● **TEXT PROVIDED**:
Thanks Eric, great presentation.


----------



## 15677 (Apr 8, 2006)

Has anyone had an rx for Levsen?Since serotonin appears to influence IBS could a serotonin supplement be helpful or even harmful?


----------



## Kathleen M. (Nov 16, 1999)

I've used Levsin, it works pretty well for me, but it can make my mouth dry.It isn't just serotonin levels in the whole body that is the issue, it is where/when released by nerve cells.I don't know that the precursors sold OTC help much, but they may not hurt, but I would avoid them if you take any medication that alters serotonin as you can get too much in the wrong place and get symptoms from that (serotonin syndrome).K.


----------



## 15677 (Apr 8, 2006)

> quote:Originally posted by Kathleen M.:I've used Levsin, it works pretty well for me, but it can make my mouth dry.It isn't just serotonin levels in the whole body that is the issue, it is where/when released by nerve cells.I don't know that the precursors sold OTC help much, but they may not hurt, but I would avoid them if you take any medication that alters serotonin as you can get too much in the wrong place and get symptoms from that (serotonin syndrome).K.


Did you use the Levsin as needed or 3x's per day everyday until the flare ups ended?It apppears from what I just viewed, the experts don't know if there is too much serotonin being released or not enough with degradation also being a possible factor...


----------



## Talissa (Apr 10, 2004)

rjc, I'm assuming you have diarrhea? Acc to this drug info, you shouldn't take levsin if you've got diarrhea(neither should peeps w/ UC)~http://www.healthsquare.com/newrx/lev1223.htmAlso, from Eric's post above, it says, "changes in mucosal serotonin handling support the concept that there is a gastrointestinal component to the aetiology of irritable bowel syndrome." This in my mind is another consequence of the submucosal inflammation of IBS. It's the handling of serotonin gone bad, due to the inflammation.


----------



## 15677 (Apr 8, 2006)

> quote:Originally posted by Talissa:rjc, I'm assuming you have diarrhea? Acc to this drug info, you shouldn't take levsin if you've got diarrhea(neither should peeps w/ UC)~http://www.healthsquare.com/newrx/lev1223.htm


I do have mild to moderate D sometimes only during flare up's, mostly just extra mucus production with gas and the GI MD knows this. Now after reading the warnings you've posted I'm wondering why he prescribed Levsin knowing I get mild D???


----------



## Talissa (Apr 10, 2004)

● **ENTRIES SUPPLIED**:
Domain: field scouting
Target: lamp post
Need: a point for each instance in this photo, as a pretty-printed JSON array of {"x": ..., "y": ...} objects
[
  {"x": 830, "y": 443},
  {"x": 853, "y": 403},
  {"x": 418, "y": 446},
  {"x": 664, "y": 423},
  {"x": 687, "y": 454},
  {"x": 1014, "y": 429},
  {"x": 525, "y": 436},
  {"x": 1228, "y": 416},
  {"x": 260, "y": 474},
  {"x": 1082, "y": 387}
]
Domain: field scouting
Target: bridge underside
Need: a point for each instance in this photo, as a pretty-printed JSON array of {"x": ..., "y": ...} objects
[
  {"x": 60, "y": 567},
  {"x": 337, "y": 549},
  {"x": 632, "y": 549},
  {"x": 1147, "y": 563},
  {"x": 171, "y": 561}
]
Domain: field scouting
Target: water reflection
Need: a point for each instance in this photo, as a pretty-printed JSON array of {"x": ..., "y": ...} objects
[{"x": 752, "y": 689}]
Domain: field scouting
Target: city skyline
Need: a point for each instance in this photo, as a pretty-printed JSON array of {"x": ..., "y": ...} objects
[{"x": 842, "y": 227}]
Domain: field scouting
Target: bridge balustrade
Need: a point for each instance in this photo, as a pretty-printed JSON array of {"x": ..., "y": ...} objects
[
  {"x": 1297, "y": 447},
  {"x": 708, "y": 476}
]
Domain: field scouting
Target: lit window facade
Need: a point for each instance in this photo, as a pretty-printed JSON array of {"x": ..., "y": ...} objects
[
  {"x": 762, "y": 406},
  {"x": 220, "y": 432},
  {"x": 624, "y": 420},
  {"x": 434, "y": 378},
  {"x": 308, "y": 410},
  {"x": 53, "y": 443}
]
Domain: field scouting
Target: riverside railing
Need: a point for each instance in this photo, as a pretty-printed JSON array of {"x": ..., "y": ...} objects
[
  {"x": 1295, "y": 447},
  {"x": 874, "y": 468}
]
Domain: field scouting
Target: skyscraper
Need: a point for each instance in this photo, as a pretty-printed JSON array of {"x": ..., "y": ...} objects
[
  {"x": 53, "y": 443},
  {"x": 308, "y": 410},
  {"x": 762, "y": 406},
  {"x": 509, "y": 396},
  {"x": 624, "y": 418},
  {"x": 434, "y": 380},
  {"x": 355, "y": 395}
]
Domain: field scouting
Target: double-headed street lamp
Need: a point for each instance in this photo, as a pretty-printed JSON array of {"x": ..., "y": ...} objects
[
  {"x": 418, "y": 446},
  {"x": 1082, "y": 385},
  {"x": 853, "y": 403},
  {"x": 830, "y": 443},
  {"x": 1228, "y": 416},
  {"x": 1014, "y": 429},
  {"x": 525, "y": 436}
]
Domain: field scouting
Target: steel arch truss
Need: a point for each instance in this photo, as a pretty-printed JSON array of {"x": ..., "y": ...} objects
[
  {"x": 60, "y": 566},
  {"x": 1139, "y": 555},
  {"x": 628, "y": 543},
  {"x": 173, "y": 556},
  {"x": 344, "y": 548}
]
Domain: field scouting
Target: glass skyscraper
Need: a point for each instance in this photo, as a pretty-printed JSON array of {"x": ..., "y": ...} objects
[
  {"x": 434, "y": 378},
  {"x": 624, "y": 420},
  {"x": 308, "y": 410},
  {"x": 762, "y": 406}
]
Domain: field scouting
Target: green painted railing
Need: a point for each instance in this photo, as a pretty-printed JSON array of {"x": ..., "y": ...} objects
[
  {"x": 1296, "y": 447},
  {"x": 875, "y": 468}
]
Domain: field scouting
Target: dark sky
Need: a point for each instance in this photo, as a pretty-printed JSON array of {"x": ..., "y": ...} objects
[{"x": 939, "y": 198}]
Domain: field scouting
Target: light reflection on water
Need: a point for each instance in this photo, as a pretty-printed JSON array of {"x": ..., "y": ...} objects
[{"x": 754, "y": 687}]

● **PROBLEMS TO SOLVE**:
• A. In the forum thread, why does Kathleen M. say she would avoid the OTC serotonin precursors if you take a medication that alters serotonin? Answer in one to three sentences.
• B. Can you pull from the forum thread the passage starting with "I do have mild" and going on through "get mild D???"?

● **TASK-BY-TASK RESULTS**:
• A. She says that taking them alongside a medication that alters serotonin could give you too much serotonin in the wrong place. That could cause symptoms, namely serotonin syndrome.

• B.
I do have mild to moderate D sometimes only during flare up's, mostly just extra mucus production with gas and the GI MD knows this. Now after reading the warnings you've posted I'm wondering why he prescribed Levsin knowing I get mild D???